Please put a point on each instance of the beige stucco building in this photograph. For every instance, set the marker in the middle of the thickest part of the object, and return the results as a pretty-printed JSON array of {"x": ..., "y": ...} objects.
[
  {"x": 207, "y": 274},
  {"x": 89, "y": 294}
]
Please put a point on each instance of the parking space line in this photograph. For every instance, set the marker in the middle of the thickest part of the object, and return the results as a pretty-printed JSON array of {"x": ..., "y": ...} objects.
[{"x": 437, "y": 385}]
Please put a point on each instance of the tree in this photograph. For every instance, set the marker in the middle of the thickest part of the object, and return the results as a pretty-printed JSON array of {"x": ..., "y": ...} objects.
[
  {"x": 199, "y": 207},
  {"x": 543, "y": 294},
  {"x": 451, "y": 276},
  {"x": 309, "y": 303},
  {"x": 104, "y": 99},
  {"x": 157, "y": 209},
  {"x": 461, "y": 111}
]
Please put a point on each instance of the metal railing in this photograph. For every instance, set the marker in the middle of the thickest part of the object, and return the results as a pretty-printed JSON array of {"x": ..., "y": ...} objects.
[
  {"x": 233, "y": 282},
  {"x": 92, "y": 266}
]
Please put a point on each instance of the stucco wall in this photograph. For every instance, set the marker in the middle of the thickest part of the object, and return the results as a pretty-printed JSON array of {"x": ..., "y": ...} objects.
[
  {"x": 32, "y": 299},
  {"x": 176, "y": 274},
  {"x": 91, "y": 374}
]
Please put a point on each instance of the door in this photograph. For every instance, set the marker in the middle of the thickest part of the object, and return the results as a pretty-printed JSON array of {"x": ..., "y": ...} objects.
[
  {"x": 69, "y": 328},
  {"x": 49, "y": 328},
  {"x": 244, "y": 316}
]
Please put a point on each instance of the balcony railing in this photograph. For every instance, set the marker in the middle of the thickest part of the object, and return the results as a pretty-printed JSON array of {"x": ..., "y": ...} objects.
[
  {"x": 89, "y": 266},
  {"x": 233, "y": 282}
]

----------------------------------------

Exercise: Return each entry exactly. Leave none out.

Answer section:
Please put a point on each instance of the beige stucco building in this photograph. For every instance, set the marker in the middle of the thickest part of the object, and return the results as a pretty-printed JSON array of {"x": ..., "y": ...} objects.
[
  {"x": 207, "y": 274},
  {"x": 89, "y": 294}
]
Please put a point on each instance of the parking space line in this photograph. For every instance, set the marker in the middle of the thickest part of the object, and return the results as a pretty-printed JSON array of {"x": ..., "y": ...} objects.
[{"x": 437, "y": 385}]
Please put a point on each instance of the tree in this photograph. For every instance, set the marker in the middle of the thickest part of the object, and return the results as a pretty-printed JSON array of {"x": ..., "y": ...} objects.
[
  {"x": 199, "y": 207},
  {"x": 543, "y": 294},
  {"x": 451, "y": 276},
  {"x": 309, "y": 303},
  {"x": 104, "y": 99},
  {"x": 157, "y": 209},
  {"x": 461, "y": 111}
]
Please put a point on each instance of the metal railing in this photograph. For every instance, set the marker in the middle of the thickest part of the object, and return the results as a pretty-printed JSON array of {"x": ..., "y": ...} objects.
[
  {"x": 233, "y": 282},
  {"x": 92, "y": 266}
]
Please put a point on each instance of the stucco wall in this photograph. For every instance, set the marker in the middle of the thickest part of the object, and return the results as a pretty-printed JSON array of {"x": ..., "y": ...} objects.
[
  {"x": 32, "y": 299},
  {"x": 176, "y": 274},
  {"x": 91, "y": 374}
]
Please put a point on each instance of the door in this photograph. For every instance, set the marker in the middle of the thickest part of the object, and return the results as a pretty-printed JSON array of {"x": ..., "y": ...} objects.
[
  {"x": 69, "y": 328},
  {"x": 49, "y": 328},
  {"x": 244, "y": 316}
]
Please put a point on each instance of the balcony railing in this photograph. For every instance, set the marker in the middle of the thickest part of the object, and return the results as a pretty-printed JSON array of {"x": ..., "y": ...} objects.
[
  {"x": 89, "y": 266},
  {"x": 233, "y": 282}
]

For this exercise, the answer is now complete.